__ENUNCIADO DA TAREFA__: Copie sem qualquer alteração as linhas dos registros que vão da que contém "instance of roof" até a que contém "left=39, top=95, right=74, bottom=177", ambas incluídas.
== MATERIAL FORNECIDO
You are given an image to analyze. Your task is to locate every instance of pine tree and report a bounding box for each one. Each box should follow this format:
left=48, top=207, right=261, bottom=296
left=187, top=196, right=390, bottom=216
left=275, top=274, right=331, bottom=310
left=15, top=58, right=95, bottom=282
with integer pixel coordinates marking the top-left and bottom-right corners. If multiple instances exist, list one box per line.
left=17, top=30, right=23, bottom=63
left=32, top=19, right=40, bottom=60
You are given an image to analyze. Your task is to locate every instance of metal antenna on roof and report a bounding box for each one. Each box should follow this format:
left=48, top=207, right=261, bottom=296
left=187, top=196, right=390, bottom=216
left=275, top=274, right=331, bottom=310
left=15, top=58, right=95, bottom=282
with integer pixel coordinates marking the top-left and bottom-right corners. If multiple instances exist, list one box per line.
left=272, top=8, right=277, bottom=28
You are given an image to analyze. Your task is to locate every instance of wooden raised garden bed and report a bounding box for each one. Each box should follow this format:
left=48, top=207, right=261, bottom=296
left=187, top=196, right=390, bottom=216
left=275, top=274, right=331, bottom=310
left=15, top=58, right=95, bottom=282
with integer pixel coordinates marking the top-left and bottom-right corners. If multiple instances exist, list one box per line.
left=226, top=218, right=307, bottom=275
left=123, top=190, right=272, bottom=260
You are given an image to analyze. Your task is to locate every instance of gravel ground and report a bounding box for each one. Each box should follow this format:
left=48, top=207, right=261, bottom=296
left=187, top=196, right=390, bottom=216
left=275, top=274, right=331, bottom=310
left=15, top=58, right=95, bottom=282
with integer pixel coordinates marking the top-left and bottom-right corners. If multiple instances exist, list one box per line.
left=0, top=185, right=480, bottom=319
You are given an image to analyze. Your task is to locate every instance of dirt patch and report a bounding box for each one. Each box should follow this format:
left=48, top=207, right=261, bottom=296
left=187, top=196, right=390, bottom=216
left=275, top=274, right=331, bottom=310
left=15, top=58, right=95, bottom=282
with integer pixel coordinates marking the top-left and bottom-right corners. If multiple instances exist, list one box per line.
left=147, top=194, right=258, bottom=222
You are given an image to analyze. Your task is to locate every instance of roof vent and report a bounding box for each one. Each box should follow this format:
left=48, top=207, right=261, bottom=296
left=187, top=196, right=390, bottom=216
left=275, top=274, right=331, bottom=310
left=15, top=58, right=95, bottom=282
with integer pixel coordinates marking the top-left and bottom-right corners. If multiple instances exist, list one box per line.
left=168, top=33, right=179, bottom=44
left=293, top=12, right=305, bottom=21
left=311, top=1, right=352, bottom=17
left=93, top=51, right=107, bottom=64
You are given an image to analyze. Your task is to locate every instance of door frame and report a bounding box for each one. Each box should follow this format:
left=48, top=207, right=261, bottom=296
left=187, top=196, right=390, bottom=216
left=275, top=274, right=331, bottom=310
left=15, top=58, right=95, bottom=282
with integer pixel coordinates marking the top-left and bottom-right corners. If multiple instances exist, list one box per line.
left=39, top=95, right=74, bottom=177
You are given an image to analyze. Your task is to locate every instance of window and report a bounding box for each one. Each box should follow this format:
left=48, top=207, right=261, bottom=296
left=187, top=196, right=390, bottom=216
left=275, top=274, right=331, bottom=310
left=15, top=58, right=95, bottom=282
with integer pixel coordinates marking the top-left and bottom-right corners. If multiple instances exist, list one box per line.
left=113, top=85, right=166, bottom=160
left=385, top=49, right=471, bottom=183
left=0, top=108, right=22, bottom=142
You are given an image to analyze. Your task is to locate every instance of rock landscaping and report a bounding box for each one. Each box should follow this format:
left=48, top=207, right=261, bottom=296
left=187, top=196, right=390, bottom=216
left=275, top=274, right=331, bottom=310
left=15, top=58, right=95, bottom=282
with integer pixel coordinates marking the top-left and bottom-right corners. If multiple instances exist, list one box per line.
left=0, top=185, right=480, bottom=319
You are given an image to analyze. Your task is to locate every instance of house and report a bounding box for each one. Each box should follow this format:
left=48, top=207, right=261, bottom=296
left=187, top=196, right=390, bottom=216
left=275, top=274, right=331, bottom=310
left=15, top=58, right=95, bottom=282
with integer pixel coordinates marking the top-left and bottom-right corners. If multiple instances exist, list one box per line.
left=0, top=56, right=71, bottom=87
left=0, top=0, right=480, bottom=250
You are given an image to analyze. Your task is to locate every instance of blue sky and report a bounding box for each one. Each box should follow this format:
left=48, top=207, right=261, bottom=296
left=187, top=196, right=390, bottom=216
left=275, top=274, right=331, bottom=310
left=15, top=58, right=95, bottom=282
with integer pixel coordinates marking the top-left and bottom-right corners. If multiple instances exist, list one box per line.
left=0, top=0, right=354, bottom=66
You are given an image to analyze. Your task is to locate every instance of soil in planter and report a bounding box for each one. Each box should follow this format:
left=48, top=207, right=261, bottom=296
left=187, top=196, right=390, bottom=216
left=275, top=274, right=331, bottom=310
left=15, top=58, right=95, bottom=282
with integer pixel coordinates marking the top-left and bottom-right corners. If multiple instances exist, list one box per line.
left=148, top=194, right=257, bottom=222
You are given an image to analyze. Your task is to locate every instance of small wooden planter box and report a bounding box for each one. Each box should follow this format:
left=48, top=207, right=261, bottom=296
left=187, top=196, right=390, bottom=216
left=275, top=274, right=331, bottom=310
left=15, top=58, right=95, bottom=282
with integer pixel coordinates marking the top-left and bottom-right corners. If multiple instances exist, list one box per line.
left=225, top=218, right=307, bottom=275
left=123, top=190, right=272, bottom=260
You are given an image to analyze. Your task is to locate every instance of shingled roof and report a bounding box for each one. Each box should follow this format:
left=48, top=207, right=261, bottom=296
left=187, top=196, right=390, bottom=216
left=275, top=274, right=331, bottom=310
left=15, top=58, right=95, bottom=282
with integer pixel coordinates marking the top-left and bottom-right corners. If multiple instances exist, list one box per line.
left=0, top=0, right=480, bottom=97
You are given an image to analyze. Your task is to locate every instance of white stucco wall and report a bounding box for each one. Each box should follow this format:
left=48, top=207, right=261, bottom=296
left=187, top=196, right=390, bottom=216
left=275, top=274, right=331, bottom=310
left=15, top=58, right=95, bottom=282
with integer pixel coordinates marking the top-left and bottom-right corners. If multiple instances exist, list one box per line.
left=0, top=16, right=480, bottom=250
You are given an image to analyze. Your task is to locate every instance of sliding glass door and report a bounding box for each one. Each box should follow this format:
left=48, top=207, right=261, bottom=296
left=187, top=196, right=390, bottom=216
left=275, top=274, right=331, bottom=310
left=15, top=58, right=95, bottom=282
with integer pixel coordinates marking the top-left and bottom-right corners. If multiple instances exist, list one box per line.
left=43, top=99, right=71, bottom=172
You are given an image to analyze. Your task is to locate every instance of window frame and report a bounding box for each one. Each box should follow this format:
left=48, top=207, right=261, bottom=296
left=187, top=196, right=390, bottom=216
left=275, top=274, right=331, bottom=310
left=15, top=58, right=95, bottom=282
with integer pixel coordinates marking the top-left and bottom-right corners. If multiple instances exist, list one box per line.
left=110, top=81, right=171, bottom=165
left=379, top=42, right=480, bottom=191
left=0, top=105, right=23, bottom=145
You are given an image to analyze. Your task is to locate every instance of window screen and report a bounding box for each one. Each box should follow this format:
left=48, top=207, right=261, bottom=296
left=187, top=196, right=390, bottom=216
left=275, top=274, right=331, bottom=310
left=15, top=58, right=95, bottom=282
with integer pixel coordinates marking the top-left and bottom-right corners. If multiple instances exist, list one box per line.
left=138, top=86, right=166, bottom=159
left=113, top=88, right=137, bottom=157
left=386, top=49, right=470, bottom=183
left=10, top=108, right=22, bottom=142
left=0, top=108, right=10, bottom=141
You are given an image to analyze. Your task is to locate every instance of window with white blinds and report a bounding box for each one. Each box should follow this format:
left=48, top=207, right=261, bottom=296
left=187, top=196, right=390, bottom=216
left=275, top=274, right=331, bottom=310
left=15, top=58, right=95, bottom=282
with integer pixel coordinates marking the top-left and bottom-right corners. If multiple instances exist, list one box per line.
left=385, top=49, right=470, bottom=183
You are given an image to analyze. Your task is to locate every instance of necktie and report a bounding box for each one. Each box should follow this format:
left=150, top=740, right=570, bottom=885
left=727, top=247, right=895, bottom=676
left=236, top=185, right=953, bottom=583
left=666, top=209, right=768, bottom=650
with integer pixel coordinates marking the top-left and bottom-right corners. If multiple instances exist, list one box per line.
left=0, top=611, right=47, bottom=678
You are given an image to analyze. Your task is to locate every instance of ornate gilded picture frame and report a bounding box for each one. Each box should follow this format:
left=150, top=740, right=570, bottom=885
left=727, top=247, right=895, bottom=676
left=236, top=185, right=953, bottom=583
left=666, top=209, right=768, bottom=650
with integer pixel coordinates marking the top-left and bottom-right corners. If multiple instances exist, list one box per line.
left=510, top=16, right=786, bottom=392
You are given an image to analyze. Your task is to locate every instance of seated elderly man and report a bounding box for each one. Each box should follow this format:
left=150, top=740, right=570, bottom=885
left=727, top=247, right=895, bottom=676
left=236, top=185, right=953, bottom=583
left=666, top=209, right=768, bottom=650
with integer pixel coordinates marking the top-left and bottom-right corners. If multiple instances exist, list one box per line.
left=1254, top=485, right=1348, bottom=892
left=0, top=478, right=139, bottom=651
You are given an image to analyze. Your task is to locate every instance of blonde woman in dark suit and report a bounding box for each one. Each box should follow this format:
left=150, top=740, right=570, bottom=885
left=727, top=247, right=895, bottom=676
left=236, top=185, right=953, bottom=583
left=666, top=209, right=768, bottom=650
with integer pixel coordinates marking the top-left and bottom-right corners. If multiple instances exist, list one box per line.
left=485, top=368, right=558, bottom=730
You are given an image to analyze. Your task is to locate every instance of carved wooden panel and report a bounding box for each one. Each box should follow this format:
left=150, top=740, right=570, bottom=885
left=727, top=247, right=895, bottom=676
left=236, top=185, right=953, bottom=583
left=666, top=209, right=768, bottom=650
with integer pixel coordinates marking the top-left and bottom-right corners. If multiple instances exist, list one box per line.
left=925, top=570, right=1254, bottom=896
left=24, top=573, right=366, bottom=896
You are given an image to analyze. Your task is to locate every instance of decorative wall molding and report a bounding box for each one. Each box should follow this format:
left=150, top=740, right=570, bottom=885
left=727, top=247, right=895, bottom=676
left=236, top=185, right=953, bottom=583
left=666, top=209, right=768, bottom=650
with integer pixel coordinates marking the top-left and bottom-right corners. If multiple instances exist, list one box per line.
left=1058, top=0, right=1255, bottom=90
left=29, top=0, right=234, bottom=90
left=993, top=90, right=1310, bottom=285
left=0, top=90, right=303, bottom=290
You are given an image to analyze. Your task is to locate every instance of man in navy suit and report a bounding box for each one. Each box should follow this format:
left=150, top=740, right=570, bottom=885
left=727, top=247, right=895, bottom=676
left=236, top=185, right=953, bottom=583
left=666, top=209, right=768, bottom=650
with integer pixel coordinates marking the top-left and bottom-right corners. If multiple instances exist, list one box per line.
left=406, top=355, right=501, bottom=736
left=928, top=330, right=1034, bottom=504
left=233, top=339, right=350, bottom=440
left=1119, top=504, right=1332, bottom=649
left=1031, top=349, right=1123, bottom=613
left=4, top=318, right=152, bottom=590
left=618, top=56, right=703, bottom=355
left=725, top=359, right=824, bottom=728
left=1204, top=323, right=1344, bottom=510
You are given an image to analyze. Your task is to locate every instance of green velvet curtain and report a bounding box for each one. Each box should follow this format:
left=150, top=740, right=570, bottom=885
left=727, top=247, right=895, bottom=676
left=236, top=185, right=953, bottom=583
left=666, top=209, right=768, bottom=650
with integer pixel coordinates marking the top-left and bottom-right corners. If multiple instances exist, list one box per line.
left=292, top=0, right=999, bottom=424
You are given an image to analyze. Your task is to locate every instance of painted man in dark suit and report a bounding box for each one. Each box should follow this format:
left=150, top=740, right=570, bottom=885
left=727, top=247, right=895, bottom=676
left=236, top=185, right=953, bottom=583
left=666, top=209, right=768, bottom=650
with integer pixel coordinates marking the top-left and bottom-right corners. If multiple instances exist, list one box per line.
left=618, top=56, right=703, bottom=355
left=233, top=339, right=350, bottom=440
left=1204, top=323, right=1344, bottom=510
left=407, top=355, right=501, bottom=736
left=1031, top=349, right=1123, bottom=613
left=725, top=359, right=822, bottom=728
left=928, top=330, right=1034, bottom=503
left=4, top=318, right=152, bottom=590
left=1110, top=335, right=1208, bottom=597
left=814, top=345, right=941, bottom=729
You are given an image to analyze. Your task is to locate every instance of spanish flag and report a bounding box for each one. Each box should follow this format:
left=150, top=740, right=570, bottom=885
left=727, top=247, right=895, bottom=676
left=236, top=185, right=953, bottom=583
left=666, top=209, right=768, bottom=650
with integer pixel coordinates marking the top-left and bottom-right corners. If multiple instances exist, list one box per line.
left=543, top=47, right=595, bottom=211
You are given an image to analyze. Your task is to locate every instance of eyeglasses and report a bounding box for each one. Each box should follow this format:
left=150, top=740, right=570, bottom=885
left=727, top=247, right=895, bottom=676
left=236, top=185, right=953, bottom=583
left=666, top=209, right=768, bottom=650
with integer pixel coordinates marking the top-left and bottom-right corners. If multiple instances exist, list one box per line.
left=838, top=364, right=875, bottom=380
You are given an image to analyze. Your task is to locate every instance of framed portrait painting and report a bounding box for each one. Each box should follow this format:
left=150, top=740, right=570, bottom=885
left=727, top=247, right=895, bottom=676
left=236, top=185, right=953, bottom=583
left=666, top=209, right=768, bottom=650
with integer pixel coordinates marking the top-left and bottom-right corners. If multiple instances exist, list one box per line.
====
__RESOLUÇÃO DO PROBLEMA__:
You are given an image to analyze. Your task is to locate every instance of roof vent and report a bounding box for each one. Each box should follow this format:
left=48, top=207, right=261, bottom=296
left=187, top=196, right=390, bottom=216
left=275, top=274, right=331, bottom=310
left=15, top=58, right=95, bottom=282
with integer pixel coordinates marking the top-left and bottom-right corners. If multiple instances exist, list one box per line.
left=168, top=33, right=179, bottom=44
left=293, top=12, right=305, bottom=21
left=311, top=1, right=352, bottom=17
left=93, top=51, right=107, bottom=64
You are given an image to analyze. Your task is to locate every instance of door frame and report a bounding box for each one. Each box should follow this format:
left=48, top=207, right=261, bottom=296
left=187, top=196, right=390, bottom=216
left=275, top=274, right=331, bottom=310
left=15, top=58, right=95, bottom=282
with integer pixel coordinates marking the top-left and bottom-right corners. If multiple instances exist, list one box per line.
left=39, top=95, right=74, bottom=177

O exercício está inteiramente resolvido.